Each entry in the block below needs to be copied out exactly.

Entries taken from a collection.
• • • • • • •
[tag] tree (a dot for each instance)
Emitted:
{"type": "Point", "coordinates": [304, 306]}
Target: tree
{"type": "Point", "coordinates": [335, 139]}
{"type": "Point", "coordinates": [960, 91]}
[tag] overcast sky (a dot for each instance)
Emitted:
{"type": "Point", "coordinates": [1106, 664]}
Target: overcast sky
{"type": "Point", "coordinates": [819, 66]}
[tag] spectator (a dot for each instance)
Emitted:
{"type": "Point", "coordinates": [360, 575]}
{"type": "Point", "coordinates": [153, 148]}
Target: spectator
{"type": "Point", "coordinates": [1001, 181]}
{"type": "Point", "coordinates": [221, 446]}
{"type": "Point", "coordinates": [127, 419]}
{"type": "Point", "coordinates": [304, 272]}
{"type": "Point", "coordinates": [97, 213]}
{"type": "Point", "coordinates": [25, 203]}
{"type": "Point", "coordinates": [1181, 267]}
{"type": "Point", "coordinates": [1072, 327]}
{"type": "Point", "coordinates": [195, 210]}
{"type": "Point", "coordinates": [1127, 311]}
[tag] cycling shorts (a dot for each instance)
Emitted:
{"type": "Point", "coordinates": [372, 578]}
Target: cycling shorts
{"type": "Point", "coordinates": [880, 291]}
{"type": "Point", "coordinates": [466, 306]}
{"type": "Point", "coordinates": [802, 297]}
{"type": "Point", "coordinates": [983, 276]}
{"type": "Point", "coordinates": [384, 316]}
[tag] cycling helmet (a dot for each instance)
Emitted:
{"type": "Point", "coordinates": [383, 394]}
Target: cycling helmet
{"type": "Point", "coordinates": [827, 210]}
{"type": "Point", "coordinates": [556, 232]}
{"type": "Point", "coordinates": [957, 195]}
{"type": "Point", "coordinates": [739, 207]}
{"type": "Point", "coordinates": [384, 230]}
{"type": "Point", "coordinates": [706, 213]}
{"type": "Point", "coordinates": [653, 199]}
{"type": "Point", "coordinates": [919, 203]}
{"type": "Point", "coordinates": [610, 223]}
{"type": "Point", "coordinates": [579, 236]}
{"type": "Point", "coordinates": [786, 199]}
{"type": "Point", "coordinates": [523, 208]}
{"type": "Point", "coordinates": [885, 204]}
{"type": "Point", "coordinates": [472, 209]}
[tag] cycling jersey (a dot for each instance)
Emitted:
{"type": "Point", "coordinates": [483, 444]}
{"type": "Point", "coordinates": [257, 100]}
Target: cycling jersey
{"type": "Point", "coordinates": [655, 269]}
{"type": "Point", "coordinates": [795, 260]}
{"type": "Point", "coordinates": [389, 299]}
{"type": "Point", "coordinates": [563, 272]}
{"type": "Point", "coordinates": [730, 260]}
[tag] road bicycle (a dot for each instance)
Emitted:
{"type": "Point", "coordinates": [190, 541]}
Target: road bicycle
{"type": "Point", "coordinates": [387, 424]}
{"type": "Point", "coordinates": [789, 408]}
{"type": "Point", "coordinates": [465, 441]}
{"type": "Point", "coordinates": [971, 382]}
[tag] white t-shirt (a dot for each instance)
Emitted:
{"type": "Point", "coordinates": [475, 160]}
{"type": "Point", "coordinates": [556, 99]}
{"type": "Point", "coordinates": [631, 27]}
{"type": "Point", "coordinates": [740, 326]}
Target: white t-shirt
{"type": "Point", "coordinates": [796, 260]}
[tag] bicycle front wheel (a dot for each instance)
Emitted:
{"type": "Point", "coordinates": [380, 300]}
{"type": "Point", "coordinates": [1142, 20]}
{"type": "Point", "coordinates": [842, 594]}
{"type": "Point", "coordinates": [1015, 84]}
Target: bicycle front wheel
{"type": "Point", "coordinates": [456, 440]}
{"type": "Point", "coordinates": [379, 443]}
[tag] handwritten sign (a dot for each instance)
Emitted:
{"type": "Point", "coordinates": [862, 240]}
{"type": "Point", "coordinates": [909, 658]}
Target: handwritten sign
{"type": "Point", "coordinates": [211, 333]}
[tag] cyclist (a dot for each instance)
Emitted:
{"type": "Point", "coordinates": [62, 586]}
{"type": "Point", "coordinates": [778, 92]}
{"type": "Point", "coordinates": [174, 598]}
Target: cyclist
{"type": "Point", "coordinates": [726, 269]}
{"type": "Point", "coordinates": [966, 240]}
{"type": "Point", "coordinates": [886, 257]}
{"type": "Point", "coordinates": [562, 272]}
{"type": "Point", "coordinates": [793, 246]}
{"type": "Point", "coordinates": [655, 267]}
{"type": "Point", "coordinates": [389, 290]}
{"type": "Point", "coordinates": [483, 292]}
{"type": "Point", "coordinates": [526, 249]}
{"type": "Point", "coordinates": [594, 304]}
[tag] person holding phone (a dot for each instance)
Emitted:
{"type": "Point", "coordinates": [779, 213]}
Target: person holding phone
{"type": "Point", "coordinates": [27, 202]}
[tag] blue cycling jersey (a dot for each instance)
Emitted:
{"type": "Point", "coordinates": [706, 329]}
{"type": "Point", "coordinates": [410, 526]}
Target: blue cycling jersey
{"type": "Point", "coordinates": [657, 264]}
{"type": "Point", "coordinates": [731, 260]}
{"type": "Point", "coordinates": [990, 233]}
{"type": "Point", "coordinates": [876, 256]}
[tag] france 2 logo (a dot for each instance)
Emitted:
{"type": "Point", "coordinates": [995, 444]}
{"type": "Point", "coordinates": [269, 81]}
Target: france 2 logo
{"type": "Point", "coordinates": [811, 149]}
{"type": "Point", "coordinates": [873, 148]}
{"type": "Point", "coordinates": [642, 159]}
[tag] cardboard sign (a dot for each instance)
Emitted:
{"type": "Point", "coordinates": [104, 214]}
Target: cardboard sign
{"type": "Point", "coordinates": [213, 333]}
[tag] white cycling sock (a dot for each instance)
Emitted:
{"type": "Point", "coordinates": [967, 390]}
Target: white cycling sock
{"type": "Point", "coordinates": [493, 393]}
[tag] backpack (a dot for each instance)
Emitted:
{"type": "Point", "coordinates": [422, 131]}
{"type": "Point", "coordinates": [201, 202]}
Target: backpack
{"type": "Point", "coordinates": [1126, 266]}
• • • • • • •
RESULT OF THIS TASK.
[tag] tree (a dot for each instance)
Emitted:
{"type": "Point", "coordinates": [304, 306]}
Target: tree
{"type": "Point", "coordinates": [335, 139]}
{"type": "Point", "coordinates": [960, 91]}
[tag] overcast sky (a dot for each instance)
Emitted:
{"type": "Point", "coordinates": [1106, 664]}
Target: overcast sky
{"type": "Point", "coordinates": [819, 66]}
[tag] spectator (a dot for each instance)
Emitted:
{"type": "Point", "coordinates": [360, 575]}
{"type": "Point", "coordinates": [153, 148]}
Target: spectator
{"type": "Point", "coordinates": [1001, 181]}
{"type": "Point", "coordinates": [221, 446]}
{"type": "Point", "coordinates": [127, 419]}
{"type": "Point", "coordinates": [304, 272]}
{"type": "Point", "coordinates": [97, 213]}
{"type": "Point", "coordinates": [25, 203]}
{"type": "Point", "coordinates": [1181, 267]}
{"type": "Point", "coordinates": [1072, 327]}
{"type": "Point", "coordinates": [195, 210]}
{"type": "Point", "coordinates": [1127, 311]}
[tag] cycling shorts (a dot for each instance)
Emitted:
{"type": "Point", "coordinates": [372, 578]}
Target: cycling shorts
{"type": "Point", "coordinates": [880, 291]}
{"type": "Point", "coordinates": [466, 306]}
{"type": "Point", "coordinates": [802, 297]}
{"type": "Point", "coordinates": [983, 276]}
{"type": "Point", "coordinates": [384, 316]}
[tag] cycling helmet (a dot for each instance)
Emitted:
{"type": "Point", "coordinates": [383, 394]}
Target: cycling helmet
{"type": "Point", "coordinates": [827, 210]}
{"type": "Point", "coordinates": [556, 232]}
{"type": "Point", "coordinates": [957, 195]}
{"type": "Point", "coordinates": [739, 207]}
{"type": "Point", "coordinates": [384, 230]}
{"type": "Point", "coordinates": [706, 213]}
{"type": "Point", "coordinates": [653, 199]}
{"type": "Point", "coordinates": [919, 203]}
{"type": "Point", "coordinates": [610, 223]}
{"type": "Point", "coordinates": [579, 236]}
{"type": "Point", "coordinates": [786, 199]}
{"type": "Point", "coordinates": [523, 208]}
{"type": "Point", "coordinates": [885, 204]}
{"type": "Point", "coordinates": [472, 209]}
[tag] cycling jersey (a dot for each instance)
Emitted:
{"type": "Point", "coordinates": [483, 444]}
{"type": "Point", "coordinates": [257, 100]}
Target: cycling jersey
{"type": "Point", "coordinates": [655, 269]}
{"type": "Point", "coordinates": [795, 260]}
{"type": "Point", "coordinates": [389, 299]}
{"type": "Point", "coordinates": [563, 272]}
{"type": "Point", "coordinates": [730, 260]}
[tag] road bicycle (a dot for each instance)
Emitted:
{"type": "Point", "coordinates": [190, 541]}
Target: road bicycle
{"type": "Point", "coordinates": [387, 424]}
{"type": "Point", "coordinates": [789, 408]}
{"type": "Point", "coordinates": [465, 441]}
{"type": "Point", "coordinates": [971, 382]}
[tag] white t-shirt (a dot for each instance)
Emitted:
{"type": "Point", "coordinates": [475, 160]}
{"type": "Point", "coordinates": [556, 99]}
{"type": "Point", "coordinates": [631, 27]}
{"type": "Point", "coordinates": [740, 326]}
Target: white t-shirt
{"type": "Point", "coordinates": [796, 260]}
[tag] bicycle front wheel (a dot for each instance)
Emitted:
{"type": "Point", "coordinates": [380, 300]}
{"type": "Point", "coordinates": [1142, 20]}
{"type": "Point", "coordinates": [842, 594]}
{"type": "Point", "coordinates": [1015, 84]}
Target: bicycle front wheel
{"type": "Point", "coordinates": [456, 440]}
{"type": "Point", "coordinates": [379, 443]}
[tag] handwritten sign (a dot for each instance)
Emitted:
{"type": "Point", "coordinates": [862, 240]}
{"type": "Point", "coordinates": [909, 658]}
Target: handwritten sign
{"type": "Point", "coordinates": [211, 333]}
[tag] cyclist (a dot for each instance)
Emitted:
{"type": "Point", "coordinates": [62, 586]}
{"type": "Point", "coordinates": [778, 92]}
{"type": "Point", "coordinates": [174, 598]}
Target: cyclist
{"type": "Point", "coordinates": [726, 269]}
{"type": "Point", "coordinates": [966, 240]}
{"type": "Point", "coordinates": [886, 257]}
{"type": "Point", "coordinates": [562, 272]}
{"type": "Point", "coordinates": [793, 246]}
{"type": "Point", "coordinates": [655, 267]}
{"type": "Point", "coordinates": [389, 290]}
{"type": "Point", "coordinates": [483, 292]}
{"type": "Point", "coordinates": [526, 249]}
{"type": "Point", "coordinates": [594, 304]}
[tag] person holding phone (a dot for each instance)
Emitted:
{"type": "Point", "coordinates": [779, 213]}
Target: person holding phone
{"type": "Point", "coordinates": [27, 202]}
[tag] blue cycling jersey (a dot for each instance)
Emitted:
{"type": "Point", "coordinates": [706, 329]}
{"type": "Point", "coordinates": [410, 526]}
Target: blue cycling jersey
{"type": "Point", "coordinates": [657, 264]}
{"type": "Point", "coordinates": [731, 260]}
{"type": "Point", "coordinates": [990, 233]}
{"type": "Point", "coordinates": [876, 256]}
[tag] france 2 logo (a dot for each instance)
Emitted:
{"type": "Point", "coordinates": [995, 444]}
{"type": "Point", "coordinates": [269, 81]}
Target: france 2 logo
{"type": "Point", "coordinates": [811, 149]}
{"type": "Point", "coordinates": [873, 148]}
{"type": "Point", "coordinates": [642, 159]}
[tag] cardboard sign (a dot for each instance)
Emitted:
{"type": "Point", "coordinates": [104, 214]}
Target: cardboard sign
{"type": "Point", "coordinates": [213, 333]}
[tag] white cycling sock (a dot for each instance)
Emitted:
{"type": "Point", "coordinates": [967, 390]}
Target: white cycling sock
{"type": "Point", "coordinates": [493, 393]}
[tag] backpack (a dot for each instance)
Emitted:
{"type": "Point", "coordinates": [422, 131]}
{"type": "Point", "coordinates": [201, 202]}
Target: backpack
{"type": "Point", "coordinates": [1126, 266]}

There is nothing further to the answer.